Page ::
_ _ _ _ _ _ _
The Casa Grande Barberini, on the right, in an engraving by Vasi showing it in the years when it was a Carmelite convent. The façade it portrays, on the Piazza del Monte di Pietà, is still the one Taddeo Barberini had built, before the late 18th-century and contemporary alterations

Ownership by the Discalced Carmelites was a brief interlude in the history of the Casa Grande. The Order established the purchase of the new headquarters in the general chapter of 1734, proceeding in a short time to draw up the contract with Cardinal Carlo Barberini. Within three months, the solemn blessing of the building, which was used as a convent and the seat of the General Curia of the Order, was achieved on January 21, 1735 by Carmelite Cardinal Giovanni Antonio Guadagni.[17] Contini's atrium was converted into a church, dedicated to Saints Teresa and John of the Cross, founders and glories of the Discalced Carmelites.[18] Three general chapters of the Order met in the convent, until in 1759 it was sold by the Carmelites to the Monte di Pietà and moved to the smaller Rocci palace on Via di Monserrato.

Monte di Pietà (1759-1880)
_ _ _ _ _ _ _
Records supplied ::
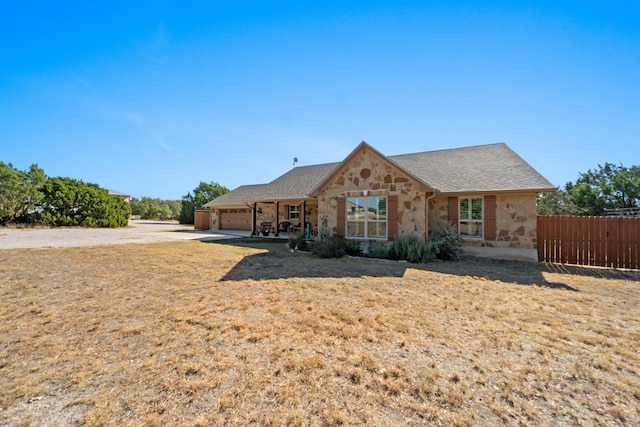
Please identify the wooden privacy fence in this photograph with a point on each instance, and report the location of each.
(590, 240)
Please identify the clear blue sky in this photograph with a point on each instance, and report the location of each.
(150, 98)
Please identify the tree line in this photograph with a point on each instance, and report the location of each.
(181, 210)
(608, 187)
(31, 197)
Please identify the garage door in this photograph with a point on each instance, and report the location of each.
(235, 219)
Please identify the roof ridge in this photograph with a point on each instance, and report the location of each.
(450, 149)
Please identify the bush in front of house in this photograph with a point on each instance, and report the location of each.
_ _ _ _ _ _ _
The tasks ::
- 1) In the passage on the Casa Grande Barberini, in what year did the Carmelites sell the building to the Monte di Pietà?
- 2) In the listing, replace "photograph" with "image" from the line containing "Please identify the clear" through the end of the listing, leaving everything else unchanged, and reproduce only those lines.
The passage and the listing were taken from unrelated sources.

Solutions to the tasks ::
- 1) 1759

- 2)
Please identify the clear blue sky in this image with a point on each instance, and report the location of each.
(150, 98)
Please identify the tree line in this image with a point on each instance, and report the location of each.
(181, 210)
(608, 187)
(31, 197)
Please identify the garage door in this image with a point on each instance, and report the location of each.
(235, 219)
Please identify the roof ridge in this image with a point on each instance, and report the location of each.
(450, 149)
Please identify the bush in front of house in this image with a point on each instance, and report the location of each.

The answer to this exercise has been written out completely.